Tarefas a cumprir ▸
**A)** Transcreva o trecho do texto sobre dogmática jurídica que vai de "Analisar o problema" até "diz Rose, 2000 apud FERNANDEZ, Atahualpa, 2010.", inclusive.
**B)** Indique se cada afirmação abaixo está de acordo com o texto sobre dogmática jurídica, respondendo sim ou não e citando literalmente as palavras do texto que decidem a resposta: (i) a dogmática jurídica é apresentada como um saber de finalidade sobretudo prática; (ii) a dogmática jurídica é definida como o estudo de normas que ainda não estão vigentes; (iii) na citação de Miguel Reale, as normas são ordenadas segundo princípios.

Texto ▸
..........

A Dogmática Jurídica é o estudo cientifico das normas e regras já postas ou vigentes. É o estudo sistemático do Direito Positivo e aborda os problemas da aplicação Jurídica. Para Miguel Reale (2001), é o "estudo sistemático das normas, ordenando-as segundo princípios e tendo em vista a sua aplicação".
Analisar o problema da dogmática jurídica pressupõe a necessidade de considerar, que só vale a pena insistir no tema de seu estudo e caracterização porque a partir daí, é possível sublinhar que se trata de um saber que tem, sobretudo, uma finalidade prática, destinado a dirigir e corrigir o funcionamento do sistema jurídico no momento da aplicação, da interpretação e da produção do direito. Por outro lado, é necessário saber que colocar a dogmática numa trincheira e entendê-la exclusivamente como dogmática da “ciência do direito” representa sempre o risco de oferecer uma visão excessivamente reducionista do fenômeno jurídico ou como diz Rose, 2000 apud FERNANDEZ, Atahualpa, 2010.
(...) no que se refere a sua finalidade prática, o problema principal consiste em responder à questão de se a dogmática exerce um papel significativo nas decisões dos tribunais de justiça (controlando possíveis fontes de arbitrariedade e irracionalidade) ou se, pelo contrário, tal como denunciam alguns críticos, representa uma atividade estéril para a prática jurisdicional. A melhor resposta a essa pergunta parece dar a impressão de que a imensa maioria dos trabalhos de dogmática que se levam a cabo na atualidade adoece de uma espécie de aliança ímpia tácita entre a verborreia relativista pós-moderna e pós-estruturalista, anticientífica e anti-racionalista, e uma retórica autocomplacente, pretendidamente muito “científica”, dominada, sobretudo, por um positivismo e/ou jus naturalismo substancial ontológico e pela teoria da eleição racional: enquanto os pós-modernos fogem da realidade social, científica e política com delirantes imposturas, os outros, os "científicos", os “filósofos do direito” e os “teóricos da hermenêutica” fogem da realidade social e científica construindo triviais pseudomodelos teóricos que não passam, com frequência, de grotescas paródias argumentativas sem qualquer escrutínio empírico minimamente sério, senão carentes da menor autoconsciência respeito da realidade biológica que nos constitui, dos problemas filosóficos e neuropsicológicos profundos que implica qualquer teoria da ação intencional humana, e em particular, de uma “teoria da racionalidade” compatível com um modelo darwiniano sensato sobre a natureza humana Rose, 2000 apud FERNANDEZ, Atahualpa, 2010.

..........

Extratos dos registros ▸
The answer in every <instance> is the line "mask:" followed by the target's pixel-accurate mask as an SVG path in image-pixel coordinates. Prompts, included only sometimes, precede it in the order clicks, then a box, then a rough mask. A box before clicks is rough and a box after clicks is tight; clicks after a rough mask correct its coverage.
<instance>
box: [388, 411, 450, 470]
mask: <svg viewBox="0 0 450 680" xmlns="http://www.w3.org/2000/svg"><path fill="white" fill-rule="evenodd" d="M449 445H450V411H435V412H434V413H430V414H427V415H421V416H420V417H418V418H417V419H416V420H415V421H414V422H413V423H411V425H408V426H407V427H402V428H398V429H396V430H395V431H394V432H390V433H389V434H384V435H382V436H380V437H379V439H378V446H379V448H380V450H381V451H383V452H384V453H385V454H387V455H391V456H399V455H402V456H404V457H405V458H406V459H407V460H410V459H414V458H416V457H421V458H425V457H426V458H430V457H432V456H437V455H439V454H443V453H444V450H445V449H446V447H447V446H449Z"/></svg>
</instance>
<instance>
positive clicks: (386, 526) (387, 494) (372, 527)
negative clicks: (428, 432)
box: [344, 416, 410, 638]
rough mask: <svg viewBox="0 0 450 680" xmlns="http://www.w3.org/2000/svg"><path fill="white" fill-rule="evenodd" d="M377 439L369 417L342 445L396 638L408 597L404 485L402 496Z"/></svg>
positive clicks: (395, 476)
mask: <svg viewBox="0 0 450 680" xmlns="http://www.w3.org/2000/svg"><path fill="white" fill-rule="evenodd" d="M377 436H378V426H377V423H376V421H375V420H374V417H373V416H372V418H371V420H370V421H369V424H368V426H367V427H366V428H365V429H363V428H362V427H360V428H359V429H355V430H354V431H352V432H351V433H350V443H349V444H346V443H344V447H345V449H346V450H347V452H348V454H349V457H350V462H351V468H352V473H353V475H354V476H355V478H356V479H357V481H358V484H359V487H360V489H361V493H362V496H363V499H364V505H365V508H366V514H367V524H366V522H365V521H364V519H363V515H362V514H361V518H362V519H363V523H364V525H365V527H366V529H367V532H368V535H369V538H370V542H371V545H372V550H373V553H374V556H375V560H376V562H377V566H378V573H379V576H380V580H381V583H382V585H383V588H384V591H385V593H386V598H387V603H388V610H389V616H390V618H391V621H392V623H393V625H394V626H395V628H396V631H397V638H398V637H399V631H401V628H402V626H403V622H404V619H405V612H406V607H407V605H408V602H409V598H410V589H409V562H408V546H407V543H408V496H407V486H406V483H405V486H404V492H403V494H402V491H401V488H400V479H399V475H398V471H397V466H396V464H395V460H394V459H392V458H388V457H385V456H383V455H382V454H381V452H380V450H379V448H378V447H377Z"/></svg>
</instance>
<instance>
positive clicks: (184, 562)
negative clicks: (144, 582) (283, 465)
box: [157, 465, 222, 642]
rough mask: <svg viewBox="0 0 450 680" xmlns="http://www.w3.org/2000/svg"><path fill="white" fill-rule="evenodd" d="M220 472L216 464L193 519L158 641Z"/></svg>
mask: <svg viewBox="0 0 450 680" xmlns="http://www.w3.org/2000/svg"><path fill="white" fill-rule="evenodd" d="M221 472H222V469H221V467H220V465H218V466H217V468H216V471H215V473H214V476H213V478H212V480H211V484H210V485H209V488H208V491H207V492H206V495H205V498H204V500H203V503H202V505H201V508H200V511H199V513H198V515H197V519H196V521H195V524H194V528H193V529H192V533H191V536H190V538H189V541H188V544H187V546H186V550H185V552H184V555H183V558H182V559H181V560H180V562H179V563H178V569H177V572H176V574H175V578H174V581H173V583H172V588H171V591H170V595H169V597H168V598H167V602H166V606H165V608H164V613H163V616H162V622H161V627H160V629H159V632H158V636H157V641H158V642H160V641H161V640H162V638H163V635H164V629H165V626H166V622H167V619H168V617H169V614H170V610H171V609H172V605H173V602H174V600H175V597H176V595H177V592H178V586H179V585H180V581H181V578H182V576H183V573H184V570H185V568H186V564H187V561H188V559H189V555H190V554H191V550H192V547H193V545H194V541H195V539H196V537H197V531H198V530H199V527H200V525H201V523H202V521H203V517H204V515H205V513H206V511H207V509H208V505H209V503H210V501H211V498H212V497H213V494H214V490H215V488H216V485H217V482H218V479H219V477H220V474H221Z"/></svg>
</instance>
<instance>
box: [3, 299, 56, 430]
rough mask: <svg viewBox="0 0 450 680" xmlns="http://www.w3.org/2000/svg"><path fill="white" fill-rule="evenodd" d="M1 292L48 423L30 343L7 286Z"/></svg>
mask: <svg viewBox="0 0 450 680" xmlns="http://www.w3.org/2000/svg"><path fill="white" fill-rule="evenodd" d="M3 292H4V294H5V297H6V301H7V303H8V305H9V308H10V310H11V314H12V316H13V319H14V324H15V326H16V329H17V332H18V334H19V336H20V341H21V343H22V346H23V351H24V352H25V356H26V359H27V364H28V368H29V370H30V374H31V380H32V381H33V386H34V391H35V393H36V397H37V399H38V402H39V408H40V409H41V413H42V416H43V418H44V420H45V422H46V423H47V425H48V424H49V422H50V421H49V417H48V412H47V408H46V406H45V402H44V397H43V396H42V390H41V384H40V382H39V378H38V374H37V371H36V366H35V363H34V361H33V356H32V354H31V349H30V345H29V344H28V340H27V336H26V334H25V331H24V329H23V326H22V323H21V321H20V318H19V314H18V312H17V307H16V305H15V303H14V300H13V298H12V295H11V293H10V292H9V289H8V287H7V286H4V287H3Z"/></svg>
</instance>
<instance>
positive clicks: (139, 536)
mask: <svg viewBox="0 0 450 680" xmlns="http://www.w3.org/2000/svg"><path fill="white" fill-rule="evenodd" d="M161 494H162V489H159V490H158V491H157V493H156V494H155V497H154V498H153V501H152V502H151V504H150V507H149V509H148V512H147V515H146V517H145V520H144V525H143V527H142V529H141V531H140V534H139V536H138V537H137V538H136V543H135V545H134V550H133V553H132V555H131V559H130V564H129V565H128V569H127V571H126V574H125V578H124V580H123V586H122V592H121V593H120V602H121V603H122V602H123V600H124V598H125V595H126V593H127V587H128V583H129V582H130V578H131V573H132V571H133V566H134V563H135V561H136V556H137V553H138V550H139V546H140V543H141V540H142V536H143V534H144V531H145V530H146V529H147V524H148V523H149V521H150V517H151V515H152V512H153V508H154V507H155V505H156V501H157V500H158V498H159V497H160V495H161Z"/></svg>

..........

Respostas dadas ▸
**A)**
Analisar o problema da dogmática jurídica pressupõe a necessidade de considerar, que só vale a pena insistir no tema de seu estudo e caracterização porque a partir daí, é possível sublinhar que se trata de um saber que tem, sobretudo, uma finalidade prática, destinado a dirigir e corrigir o funcionamento do sistema jurídico no momento da aplicação, da interpretação e da produção do direito. Por outro lado, é necessário saber que colocar a dogmática numa trincheira e entendê-la exclusivamente como dogmática da “ciência do direito” representa sempre o risco de oferecer uma visão excessivamente reducionista do fenômeno jurídico ou como diz Rose, 2000 apud FERNANDEZ, Atahualpa, 2010.

**B)**
(i) Sim: "se trata de um saber que tem, sobretudo, uma finalidade prática".
(ii) Não: "o estudo cientifico das normas e regras já postas ou vigentes".
(iii) Sim: "ordenando-as segundo princípios e tendo em vista a sua aplicação".